- [Aim of the task]:
Rewrite the records below, swapping each "Shot-chart audit" for "Point-placement audit" and leaving every other line unchanged. Omit the pictures from your output.

- [Dataset records]:
= = = = =
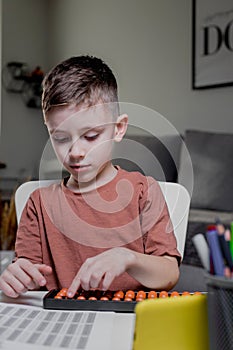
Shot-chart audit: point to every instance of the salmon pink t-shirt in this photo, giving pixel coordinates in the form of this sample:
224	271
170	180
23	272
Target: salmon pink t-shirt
62	228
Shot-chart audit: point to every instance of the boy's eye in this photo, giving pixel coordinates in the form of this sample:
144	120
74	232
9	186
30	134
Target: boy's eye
91	137
60	139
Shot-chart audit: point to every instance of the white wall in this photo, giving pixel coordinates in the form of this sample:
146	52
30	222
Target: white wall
146	43
24	39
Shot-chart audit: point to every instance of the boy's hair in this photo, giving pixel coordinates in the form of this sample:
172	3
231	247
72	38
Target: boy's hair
= = = = =
- [Output of the task]:
Point-placement audit: point to every instance of the salmon pink t-shirt in this photo, giving pixel coordinates in the form of this sample:
224	271
170	180
23	272
Target: salmon pink t-shirt
62	228
Point-placement audit: point to every instance of the boy's eye in this photo, giving pixel coordinates in the form of this sample:
144	120
74	232
9	186
30	134
Target: boy's eye
91	137
60	139
Point-placement audit: point to every instance of the white wall in this photo, giving pixel coordinates in the form of this sample:
146	52
30	222
Target: white wall
146	43
24	39
Point-placement audit: point to every instance of the boy's hair in this photo, giving pixel coordinates in the form of this sample:
172	3
231	247
72	38
Target: boy's hair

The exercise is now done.